-- TEXTE DE LA PAGE --
Dans le cas de Kirchner, la dite « proscription » n’est pas aussi claire. Bien qu’elle ait reçue sa sentence, laquelle inclut une interdiction de se présenter à un poste électif, cette dernière ne sera pas effective tant et aussi longtemps que les procédures d’appel ne seront pas conclues. Le processus prendra vraisemblablement plusieurs années, ce qui donne en réalité à la vice-présidente toute la marge de manœuvre nécessaire pour briguer la présidence ou tout autre poste en 2023, si elle le désire.

Le président brésilien Lula da Silva, Kirchner et Fernandez en 2021.

La stratégie de la passivité

Depuis le verdict, la situation qui paraissait extrêmement tendu est entrée dans une phase d’inertie. La mobilisation populaire annoncée pour défendre la vice-présidente ne s’est pas matérialisée. La victoire de la sélection nationale argentine à la coupe du monde du Qatar a plongé les Argentins dans une rare liesse collective et éclipsé les préoccupations pendant quelques jours. Les vacances estivales ont été maigres en développement et les mouvances au sein du gouvernement font du sur-place.

Le président Fernandez a annoncé qu’il comptait se représenter comme candidat du Frente de Todos à la présidentielle, bien que son bilan soit difficile à défendre. Depuis le début de sa gestion, le peso argentin a perdu plus de 80% de sa valeur face au dollar américain. 18 millions d’Argentins vivent désormais sous le seuil de pauvreté, soit 43% de la population, des chiffres qui rappellent ceux de la profonde crise économique qui a frappé l’Argentine entre 2001 et 2003.

Le discours du président dans le cadre de l’ouverture du Congrès cette semaine avait une saveur électorale. Il a cherché à réitérer les points de convergence de la coalition en s’attaquant aux ingérences de la Cour suprême dans le politique, à la gestion désastreuse du gouvernement précédent et à la mauvaise foi perçue dans la couverture médiatique des grands médias privés. Écartant le problème de l’inflation du revers de l’avant, le réduisant à un problème structurel du pays, il a vanté la croissance économique du pays et les réalisations de son gouvernement dans la réalisation d’infrastructures pétrolières et de logements pour les ménages les moins nantis.

-- DONNÉES AFFICHÉES --
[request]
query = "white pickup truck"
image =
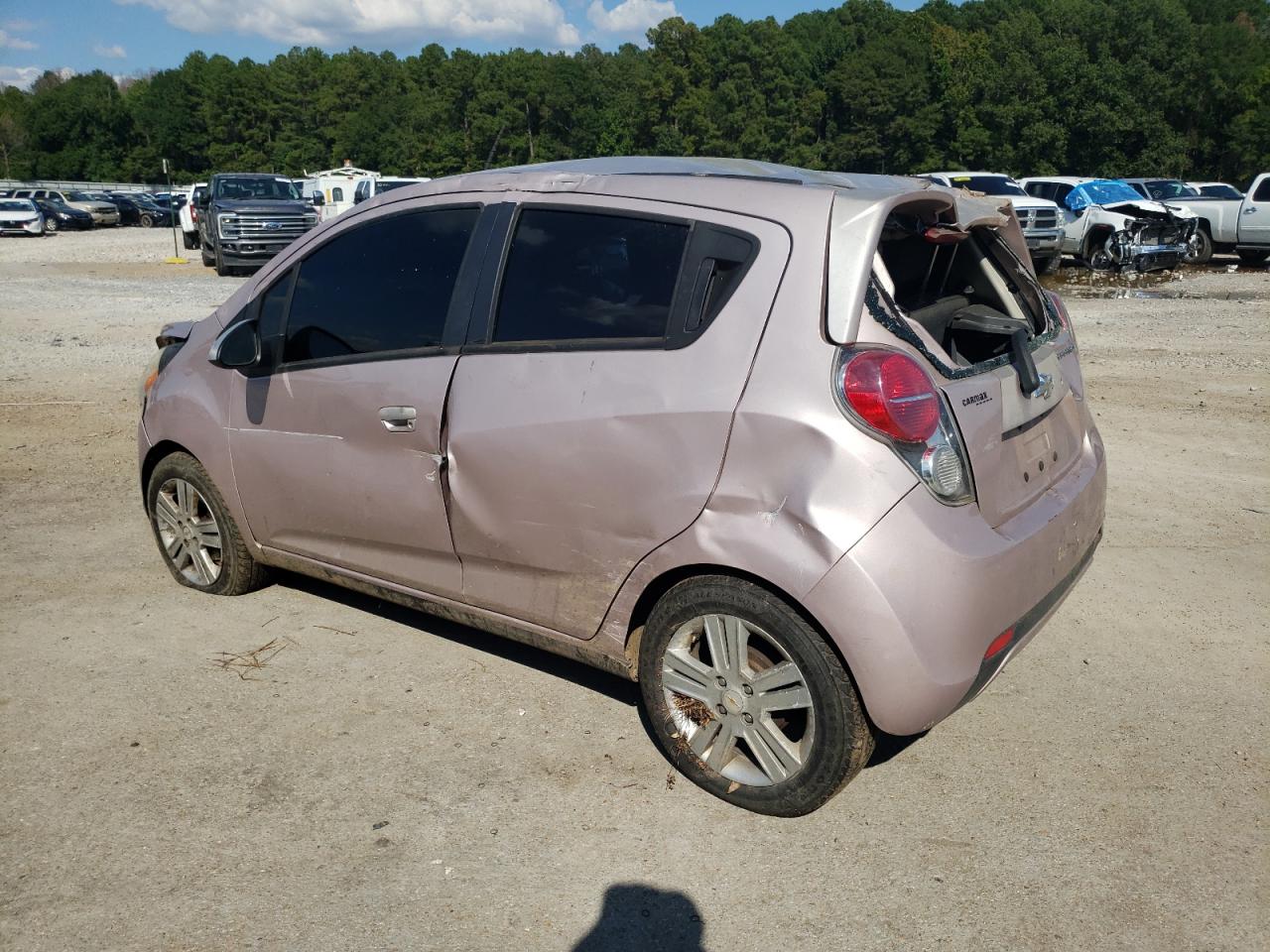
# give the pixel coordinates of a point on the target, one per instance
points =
(1225, 225)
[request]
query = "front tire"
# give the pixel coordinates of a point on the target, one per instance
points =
(197, 537)
(747, 699)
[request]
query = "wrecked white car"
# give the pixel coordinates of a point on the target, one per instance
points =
(1111, 227)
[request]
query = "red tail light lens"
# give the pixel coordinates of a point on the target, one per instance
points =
(998, 644)
(890, 393)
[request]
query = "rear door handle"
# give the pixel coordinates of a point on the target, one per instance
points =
(398, 419)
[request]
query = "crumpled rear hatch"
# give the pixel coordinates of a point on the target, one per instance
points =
(1000, 349)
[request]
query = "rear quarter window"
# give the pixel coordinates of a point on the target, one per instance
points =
(588, 276)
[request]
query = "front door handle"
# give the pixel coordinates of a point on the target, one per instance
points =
(398, 419)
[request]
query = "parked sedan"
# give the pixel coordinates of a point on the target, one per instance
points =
(725, 428)
(19, 216)
(139, 209)
(102, 212)
(60, 216)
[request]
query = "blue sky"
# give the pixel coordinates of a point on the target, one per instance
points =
(126, 37)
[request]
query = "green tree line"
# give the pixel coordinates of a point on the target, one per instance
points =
(1030, 86)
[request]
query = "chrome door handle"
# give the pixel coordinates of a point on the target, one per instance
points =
(398, 419)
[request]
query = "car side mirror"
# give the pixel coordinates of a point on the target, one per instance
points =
(236, 347)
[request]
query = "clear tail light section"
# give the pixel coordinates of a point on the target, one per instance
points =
(890, 397)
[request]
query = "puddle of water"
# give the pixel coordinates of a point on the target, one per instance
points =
(1080, 282)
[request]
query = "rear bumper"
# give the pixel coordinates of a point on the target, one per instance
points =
(916, 603)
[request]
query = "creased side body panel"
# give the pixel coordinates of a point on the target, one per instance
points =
(799, 485)
(190, 405)
(568, 467)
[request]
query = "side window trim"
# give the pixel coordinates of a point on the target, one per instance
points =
(454, 316)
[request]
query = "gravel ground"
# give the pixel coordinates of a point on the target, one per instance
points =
(390, 780)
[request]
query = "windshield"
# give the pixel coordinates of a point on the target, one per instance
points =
(389, 185)
(268, 188)
(1100, 191)
(1170, 188)
(987, 184)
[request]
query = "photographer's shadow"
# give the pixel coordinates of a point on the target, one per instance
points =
(638, 918)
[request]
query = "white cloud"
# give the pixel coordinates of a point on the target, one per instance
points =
(10, 42)
(22, 76)
(630, 17)
(341, 22)
(19, 76)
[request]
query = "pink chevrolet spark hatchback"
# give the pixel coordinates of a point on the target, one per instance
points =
(806, 454)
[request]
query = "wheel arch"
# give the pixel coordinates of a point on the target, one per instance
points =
(667, 580)
(155, 454)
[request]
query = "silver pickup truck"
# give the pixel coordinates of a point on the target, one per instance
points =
(1224, 225)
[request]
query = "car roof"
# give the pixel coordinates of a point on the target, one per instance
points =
(1065, 179)
(979, 175)
(690, 172)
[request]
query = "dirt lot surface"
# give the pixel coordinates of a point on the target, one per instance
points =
(389, 780)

-- EXERCICE --
Réduisez à une liste à puces le paragraphe du texte de la page qui commence par « Le président Fernandez a annoncé », en gardant ses faits principaux.

-- RÉPONSE --
- Fernandez compte se représenter à la présidentielle comme candidat du Frente de Todos, malgré un bilan difficile à défendre.
- Depuis le début de sa gestion, le peso argentin a perdu plus de 80 % de sa valeur face au dollar américain.
- 18 millions d'Argentins, soit 43 % de la population, vivent sous le seuil de pauvreté. Ces chiffres rappellent ceux de la crise économique de 2001 à 2003.